WHAT IS ASKED: Reproduce the data below line for line, changing no character.

RECORD EXCERPTS:
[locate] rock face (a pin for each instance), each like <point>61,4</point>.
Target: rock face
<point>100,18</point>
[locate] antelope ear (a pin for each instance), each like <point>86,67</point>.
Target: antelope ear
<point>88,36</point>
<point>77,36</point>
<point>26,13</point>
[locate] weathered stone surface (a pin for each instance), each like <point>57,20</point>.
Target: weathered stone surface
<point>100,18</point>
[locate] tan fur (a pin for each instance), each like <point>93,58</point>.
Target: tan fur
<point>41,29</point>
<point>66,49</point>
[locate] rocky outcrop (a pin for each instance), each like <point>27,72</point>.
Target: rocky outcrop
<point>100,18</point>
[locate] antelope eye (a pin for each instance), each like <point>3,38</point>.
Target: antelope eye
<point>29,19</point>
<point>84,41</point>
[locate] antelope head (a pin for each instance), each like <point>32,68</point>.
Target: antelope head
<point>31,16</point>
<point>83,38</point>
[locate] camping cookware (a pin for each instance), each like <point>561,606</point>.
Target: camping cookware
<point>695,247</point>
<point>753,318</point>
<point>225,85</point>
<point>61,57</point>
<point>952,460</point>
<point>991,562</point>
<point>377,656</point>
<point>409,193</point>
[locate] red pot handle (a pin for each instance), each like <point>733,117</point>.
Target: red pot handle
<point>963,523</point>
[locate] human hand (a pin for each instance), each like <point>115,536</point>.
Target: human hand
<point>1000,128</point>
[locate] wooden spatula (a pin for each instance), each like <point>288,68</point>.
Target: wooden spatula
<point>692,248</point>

RESULT:
[locate] rock face (a pin for each instance), each like <point>61,4</point>.
Target: rock face
<point>100,18</point>
[locate] antelope ear (a pin for each instance), each like <point>86,67</point>.
Target: antelope ear
<point>88,36</point>
<point>77,36</point>
<point>26,13</point>
[locate] weathered stone surface (a pin for each instance), each like <point>57,20</point>.
Target: weathered stone surface
<point>100,18</point>
[locate] tan fur (a pin for each instance), each like <point>93,58</point>.
Target: tan fur
<point>41,29</point>
<point>66,49</point>
[locate] rocky outcrop (a pin for each instance), each like <point>27,72</point>.
Target: rocky outcrop
<point>100,18</point>
[locate] antelope eye (a pin for each instance), each like <point>3,38</point>.
Target: antelope eye
<point>29,19</point>
<point>84,41</point>
[locate] antelope head (a pin for each instance), each like <point>32,68</point>.
Target: antelope head
<point>31,16</point>
<point>83,38</point>
[locate] camping cookware (a pin for each instance), each like <point>561,606</point>.
Target: camping cookware
<point>695,247</point>
<point>753,318</point>
<point>225,85</point>
<point>61,57</point>
<point>952,460</point>
<point>991,562</point>
<point>377,656</point>
<point>409,193</point>
[locate] red pot handle (a pin for each instance), each like <point>733,117</point>.
Target: red pot handle
<point>963,523</point>
[locate] human hand (a pin for each instance), each like <point>115,536</point>.
Target: human hand
<point>1000,128</point>
[locate] wooden spatula (a pin for each instance), each like <point>288,68</point>.
Target: wooden spatula
<point>692,248</point>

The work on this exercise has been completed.